-- Task prompt --
Copy each of the entries below word for word, leaving out the pictures.

-- Point annotation dataset entries --
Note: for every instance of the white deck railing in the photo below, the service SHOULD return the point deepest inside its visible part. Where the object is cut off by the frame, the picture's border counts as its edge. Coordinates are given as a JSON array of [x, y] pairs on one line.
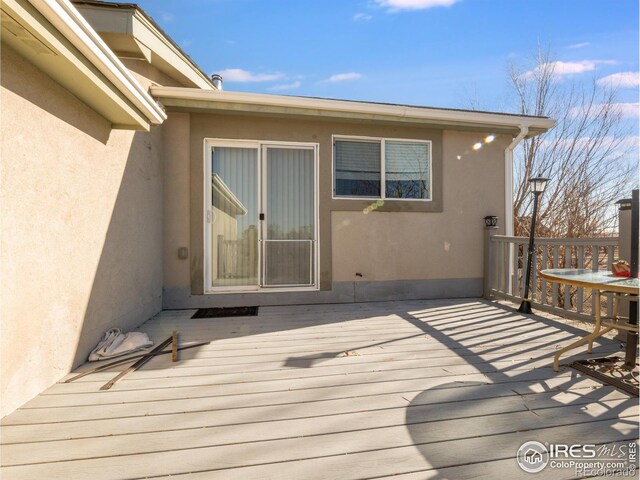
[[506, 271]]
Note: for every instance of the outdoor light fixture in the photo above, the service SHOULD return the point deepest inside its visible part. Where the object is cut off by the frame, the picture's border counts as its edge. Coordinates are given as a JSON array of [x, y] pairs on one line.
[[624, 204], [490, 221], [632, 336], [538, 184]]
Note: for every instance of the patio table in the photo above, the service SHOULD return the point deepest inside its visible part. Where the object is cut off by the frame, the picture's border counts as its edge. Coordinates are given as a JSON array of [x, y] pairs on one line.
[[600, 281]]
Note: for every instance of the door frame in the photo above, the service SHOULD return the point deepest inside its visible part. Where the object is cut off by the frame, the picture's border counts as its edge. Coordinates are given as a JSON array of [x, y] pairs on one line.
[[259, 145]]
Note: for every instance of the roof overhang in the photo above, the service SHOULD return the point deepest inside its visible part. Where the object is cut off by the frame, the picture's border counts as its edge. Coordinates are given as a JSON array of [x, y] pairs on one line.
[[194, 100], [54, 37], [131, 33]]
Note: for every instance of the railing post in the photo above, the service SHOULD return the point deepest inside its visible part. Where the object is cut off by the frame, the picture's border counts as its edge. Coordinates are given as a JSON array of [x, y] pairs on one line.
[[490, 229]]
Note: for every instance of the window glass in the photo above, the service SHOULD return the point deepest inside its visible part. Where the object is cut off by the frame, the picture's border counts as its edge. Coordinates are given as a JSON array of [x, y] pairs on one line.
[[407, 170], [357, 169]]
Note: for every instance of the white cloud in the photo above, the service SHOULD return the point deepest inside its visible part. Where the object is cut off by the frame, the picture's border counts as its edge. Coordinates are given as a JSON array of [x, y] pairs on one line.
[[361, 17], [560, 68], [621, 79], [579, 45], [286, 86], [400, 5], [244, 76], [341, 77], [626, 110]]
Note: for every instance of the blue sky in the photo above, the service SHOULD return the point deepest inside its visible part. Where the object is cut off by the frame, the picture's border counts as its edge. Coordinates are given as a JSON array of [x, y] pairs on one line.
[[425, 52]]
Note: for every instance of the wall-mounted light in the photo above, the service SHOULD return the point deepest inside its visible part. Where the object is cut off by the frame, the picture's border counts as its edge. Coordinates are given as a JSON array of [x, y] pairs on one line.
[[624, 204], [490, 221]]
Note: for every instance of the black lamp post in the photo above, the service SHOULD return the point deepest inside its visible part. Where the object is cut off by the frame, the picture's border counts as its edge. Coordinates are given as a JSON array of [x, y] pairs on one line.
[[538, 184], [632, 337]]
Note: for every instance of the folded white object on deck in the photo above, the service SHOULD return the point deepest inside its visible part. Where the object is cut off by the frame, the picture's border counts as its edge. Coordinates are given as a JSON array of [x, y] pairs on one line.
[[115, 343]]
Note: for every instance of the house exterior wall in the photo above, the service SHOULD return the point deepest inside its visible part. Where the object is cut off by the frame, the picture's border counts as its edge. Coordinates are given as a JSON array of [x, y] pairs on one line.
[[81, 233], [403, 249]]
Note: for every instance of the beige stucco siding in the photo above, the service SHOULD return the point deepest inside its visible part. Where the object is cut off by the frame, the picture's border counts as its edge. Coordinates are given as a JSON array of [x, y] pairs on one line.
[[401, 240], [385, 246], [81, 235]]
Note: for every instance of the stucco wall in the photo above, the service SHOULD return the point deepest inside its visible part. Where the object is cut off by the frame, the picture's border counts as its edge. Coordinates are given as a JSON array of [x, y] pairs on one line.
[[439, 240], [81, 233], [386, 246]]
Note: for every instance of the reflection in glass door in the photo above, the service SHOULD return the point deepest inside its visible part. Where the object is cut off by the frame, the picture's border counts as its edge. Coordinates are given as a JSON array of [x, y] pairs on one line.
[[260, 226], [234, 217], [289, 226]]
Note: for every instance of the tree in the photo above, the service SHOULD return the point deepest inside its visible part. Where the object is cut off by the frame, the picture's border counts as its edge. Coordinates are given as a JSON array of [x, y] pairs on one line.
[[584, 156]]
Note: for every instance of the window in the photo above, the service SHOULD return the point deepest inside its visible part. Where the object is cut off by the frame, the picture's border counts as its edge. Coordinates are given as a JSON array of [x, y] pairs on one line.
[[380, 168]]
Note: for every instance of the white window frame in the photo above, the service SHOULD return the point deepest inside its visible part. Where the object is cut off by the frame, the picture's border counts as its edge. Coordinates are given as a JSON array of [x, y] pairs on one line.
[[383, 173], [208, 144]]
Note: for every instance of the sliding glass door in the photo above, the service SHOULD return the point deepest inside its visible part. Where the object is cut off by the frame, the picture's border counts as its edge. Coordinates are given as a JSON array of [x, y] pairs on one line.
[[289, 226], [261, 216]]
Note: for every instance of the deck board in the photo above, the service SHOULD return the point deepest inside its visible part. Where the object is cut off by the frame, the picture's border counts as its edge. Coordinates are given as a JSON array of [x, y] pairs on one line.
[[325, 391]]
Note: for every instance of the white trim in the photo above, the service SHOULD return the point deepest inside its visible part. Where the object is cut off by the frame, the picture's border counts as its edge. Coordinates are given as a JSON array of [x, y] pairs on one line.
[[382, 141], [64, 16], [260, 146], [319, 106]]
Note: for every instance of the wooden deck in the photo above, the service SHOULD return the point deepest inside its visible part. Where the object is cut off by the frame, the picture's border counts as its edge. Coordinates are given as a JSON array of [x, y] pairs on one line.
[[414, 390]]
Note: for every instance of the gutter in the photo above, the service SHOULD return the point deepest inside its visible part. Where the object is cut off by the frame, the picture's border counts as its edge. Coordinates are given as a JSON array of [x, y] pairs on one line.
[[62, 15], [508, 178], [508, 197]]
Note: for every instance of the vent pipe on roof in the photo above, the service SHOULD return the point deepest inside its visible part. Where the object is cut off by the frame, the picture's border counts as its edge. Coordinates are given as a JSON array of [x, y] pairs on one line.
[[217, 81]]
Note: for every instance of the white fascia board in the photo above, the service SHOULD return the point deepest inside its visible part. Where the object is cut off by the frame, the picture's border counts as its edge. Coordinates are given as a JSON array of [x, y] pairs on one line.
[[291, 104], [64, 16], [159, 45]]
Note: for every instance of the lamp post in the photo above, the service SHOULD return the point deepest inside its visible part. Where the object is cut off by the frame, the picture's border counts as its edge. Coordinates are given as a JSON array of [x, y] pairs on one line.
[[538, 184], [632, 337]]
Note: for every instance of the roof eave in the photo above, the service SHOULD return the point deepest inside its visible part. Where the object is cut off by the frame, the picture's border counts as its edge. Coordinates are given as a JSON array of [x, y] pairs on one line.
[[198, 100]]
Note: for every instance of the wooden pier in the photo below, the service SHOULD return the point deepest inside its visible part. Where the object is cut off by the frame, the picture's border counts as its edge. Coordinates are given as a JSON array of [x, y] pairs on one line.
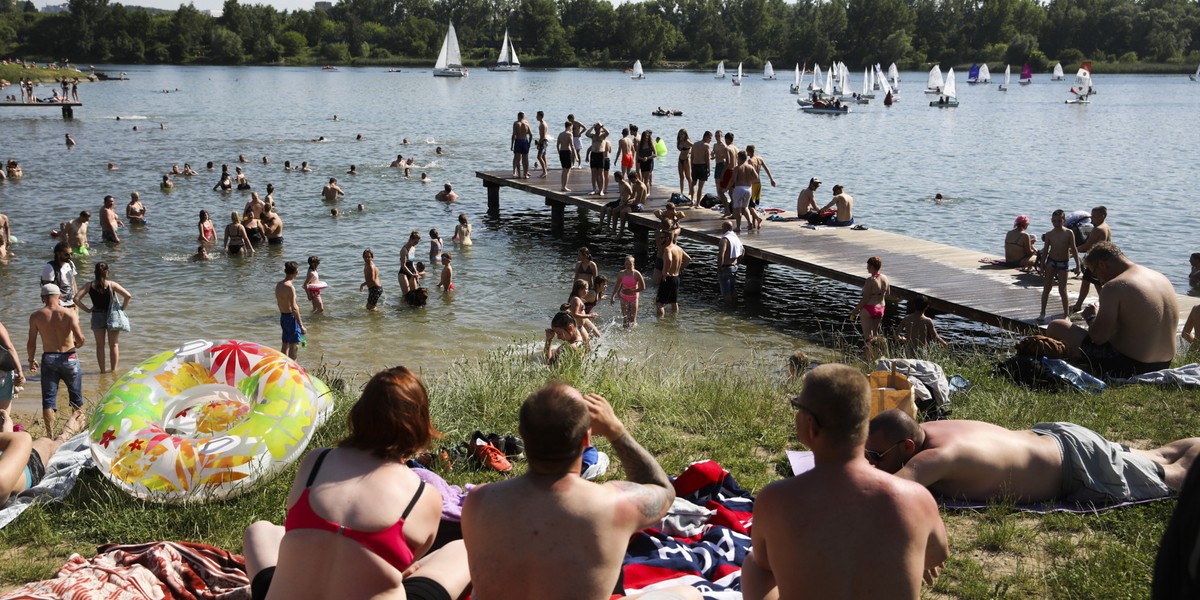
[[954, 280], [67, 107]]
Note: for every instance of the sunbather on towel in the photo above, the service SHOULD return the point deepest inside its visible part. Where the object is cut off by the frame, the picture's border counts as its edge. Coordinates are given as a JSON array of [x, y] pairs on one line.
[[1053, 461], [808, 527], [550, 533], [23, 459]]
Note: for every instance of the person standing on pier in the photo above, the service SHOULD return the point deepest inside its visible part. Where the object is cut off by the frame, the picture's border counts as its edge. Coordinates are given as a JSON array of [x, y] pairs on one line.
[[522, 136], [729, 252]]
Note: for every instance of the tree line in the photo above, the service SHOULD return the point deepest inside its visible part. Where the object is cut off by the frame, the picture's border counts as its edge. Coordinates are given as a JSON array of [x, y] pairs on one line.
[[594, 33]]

-- Complete response --
Note: for every instance of the white deck railing in the photo below, the service SHOULD return the point deepest inside its visible part. Where the object is cut off by the frame, the picture's border counts as its edge. Coordinates are given as a JSON array of [x, y] pairs on one line.
[[506, 271]]
Note: for every instance of the outdoor light fixture in the photo above, the service SHOULD return the point deepest inside its visible part. Where the object is cut off by the frame, the picture's border counts as its edge. Coordinates are given as a JSON array of [x, y] pairs on one line.
[[624, 204], [490, 221], [632, 336], [538, 184]]
Note: for every instance of the patio table in the photo above, the service SHOULD return the point deepest inside its visible part. Where the object is cut off by the frame, the picture's border counts as its edge. Coordinates are given as a JSON array of [x, y] pairs on one line.
[[600, 281]]
Note: for every instance of the door frame in the photo above, the service SHOULD return the point deepest inside its visible part. Where the object is cut off by the frame, the picture's border counts as its edge. Coordinates are given as a JSON array of [x, y] pairs on one line.
[[259, 145]]
Note: for every instance of the roof overhang in the photo above, the service SHOULD return the point deepest inside its visible part. Where the object is cut off by the frame, the picture's border counts as its edge. Coordinates are given as a JSON array of [x, y] pairs on one line.
[[194, 100], [54, 37], [131, 33]]
Note: for every instance of the railing post in the photo above, the service SHOULD return the point deepest inside its visible part. Where the object is cut off by the frame, the picture's border counts as its edge. Coordinates are given as a JSON array of [x, y] pairs on one line.
[[490, 229]]
Note: for every instance of the window glass in the photo above, the service SHOULD return the point deepest inside its visible part. Where the object is cut off by the frame, the picture's border counts as its edge. Coordinates are given as a JSON array of [x, y] pairs on one line.
[[407, 170], [357, 169]]
Note: for every instance of the white cloud in the photo above, the service SHOULD return the point deepest inside its visible part. Where the object is cut off by the frame, the picture's border counts as its edge. Coordinates are given as a JSON array of [x, y] pairs on one line.
[[361, 17], [560, 68], [621, 79], [579, 45], [286, 86], [400, 5], [244, 76], [341, 77], [626, 110]]
Note: for every instance of the blue sky in the photo above, the service SHOULD return the point deepest inside its visible part. Where the object is cut off by the frame, the picture's border counts as its edge. Coordinates are given as a JSON array of [x, y] pairs on one line.
[[425, 52]]
Note: for every instance of the wall-mounted light in the photo above, the service SHOULD return the point deepest inside its visible part. Where the object is cut off by the frame, the picture's border counts as its edge. Coordinates are given as a JSON array of [x, y] pairs on one line.
[[624, 204], [490, 221]]
Note: for every instance of the black lamp post in the photo above, the service SHOULD return the point deepest inside its visible part. Where the object is cut off by the frame, the picture's border counts as its edge. Coordinates are given as a JSON array of [x, y] pairs on one line.
[[538, 184], [632, 337]]
Note: for every instance of the folded white object on deck in the photo above, the service SHOULD return the point deepest inside its visible part. Where the object is cut off by the frame, the picture's border counts as its edge. Coordinates are given as a JSON array of [x, y] pairs on one line.
[[115, 343]]
Note: for every instance of the house exterior wall in the photo above, the service SHOULD return the point deepest inside its visible part. Where the object is cut off by the frame, the picture's border counts as its edge. Coordinates are given as a JSON array of [x, y] pairs on one line.
[[81, 233], [403, 249]]
Note: for every instance of the beige stucco siding in the photo above, the service SHOULD return the point deepest inside its visible part. Where the object is cut off by the frame, the picture's border counts as its edge. Coordinates are given as a JSON array of [x, y] pairs on one line.
[[401, 240], [385, 246], [81, 235]]
Note: for every instance of the stucco wall in the photo above, the service SHOULD return the point deepest inside its visible part. Where the object is cut off by the frame, the picture's border counts as its edge. Coordinates are given as a JSON array of [x, y] pairs on one line.
[[439, 240], [81, 233], [386, 246]]
Note: for every instance of the reflection in glass door in the photo above, the service SHOULD return the point deepest inside its visible part. Where the object is cut off by the frame, the picture's border counts as its edge. Coordinates are given as a JSON array of [x, y] pairs on one line.
[[260, 226], [234, 217], [289, 226]]
Note: for every instance of the tree in the photo above, the service SHOULD return the point deepest inside its visible part. Where the object is cut off by the frame, the picture's border counts as its edge. Coordinates are given as a JSON array of [x, y] pairs on one line.
[[584, 156]]
Note: for every instance of the window in the photo above, the service SHOULD return the point deepest inside its visible part. Where the object is cut off by the frame, the picture's border counts as its edge. Coordinates are given as a JSON array of [x, y] pairs on one line.
[[380, 168]]
Note: for every instance of the white window frame in the photo above, the service SHOULD return the point deepest inside its visible part. Where the object is cut off by the frame, the picture's border counts as its edge. Coordinates are given as a JSON array of [x, y] pairs on one line.
[[383, 173], [208, 144]]
Note: for every instance of the sliding glass door in the photo above, the service SHOULD return the point deepest inside its visible part. Where the object is cut off by the frame, the picture's border counts as its edge. Coordinates are given as a JSON array of [x, y] pairs on one line.
[[289, 226], [261, 216]]
Note: for every instance of the deck board in the photo above, the service SHOULD return the point deepest inside its visible part. Where the object is cut off by the frame, the picture's border counts as its edge. Coordinates are given as a JSON array of [x, y] pairs on one line.
[[325, 391]]
Note: for every instance of the white trim in the photo above, the service SHOULD return the point deepest inside its visible part. Where the object is cut off by the frame, the picture's border counts as its edge. Coordinates are given as a JSON array of [x, y] pairs on one line.
[[382, 141], [64, 16], [260, 146], [319, 106]]
Note: for every instance of the wooden deck in the photo above, the service SHOULD return the point deepest inside its visible part. Where the object is cut off by the frame, the picture's border counts as its edge. Coordinates are given as a JSON array of [x, y] pairs on one line.
[[414, 390]]
Note: for every instance of the gutter in the photo above, the service SHOULD return the point deepest inside its visible part. Where the object is cut off by the frame, the picture's border counts as its edge. Coordinates are given as a JSON array of [x, y] pairs on one line.
[[62, 15], [508, 178], [508, 197]]
Note: for every instance of the vent pipe on roof in the photo above, the service SHOULD return the point deepest inside its visible part. Where the object is cut off by the frame, the picture's border counts as its edge. Coordinates are given as a JSON array of [x, y] pairs on one line.
[[217, 81]]
Note: for every instance of the white fascia board in the photo above, the service SHOULD return the point deepest inside its visible part. Where the object is cut off by the frame, the picture's border counts as its edge. Coordinates are given as a JSON array of [x, y] pairs on one line.
[[291, 104], [64, 16], [159, 45]]
Note: for every instance of the lamp post in the photo above, the service SHOULD return the point deepest inside its visible part. Where the object is cut off by the frame, the picture's border counts as its edge. Coordinates are given as a JSON array of [x, y] pairs on one line.
[[538, 184], [632, 337]]
Note: for every instance of the roof eave in the photo above, the service SHOULD return the point deepest inside its visible part. Where the object is cut off by the frame, the picture's border counts as its edge. Coordinates are given as a JSON array of [x, y] pairs on one line.
[[198, 100]]
Note: for every instance of the wooden pier in the photo below, the service SHOULD return the point deepest inside its visible part. Where the object is cut off by the frame, the picture's border counts as its edge. Coordinates are given as a JSON array of [x, y] pairs on one line.
[[954, 280], [67, 107]]
Note: for every instance of the sunbather on towel in the photo above, the service SHOULD return the point deepest inside its visible part. Where the object is cut off by the frame, the picture's border counts as its edge. Coordinates are given as a JSON array of [x, y] pairs on one line.
[[1053, 461], [808, 527], [550, 533], [23, 459]]
Note: for every instance of the person standing on pier in the photo above, the service SHOULD return the point deepest inside its visible part. Where the object is cut off by the frame, the picture's border counts as its edge. Coordinates are given as a JSON array of [x, y] pairs on one line.
[[522, 136], [729, 252]]
Note: for every instance of the tree line in the photo above, the service SHOULD return the point deepest inside its visible part. Where the object is cut off by the frame, the picture's border counts as its edge. Coordinates are given as a JSON array of [x, y] pairs on one line.
[[594, 33]]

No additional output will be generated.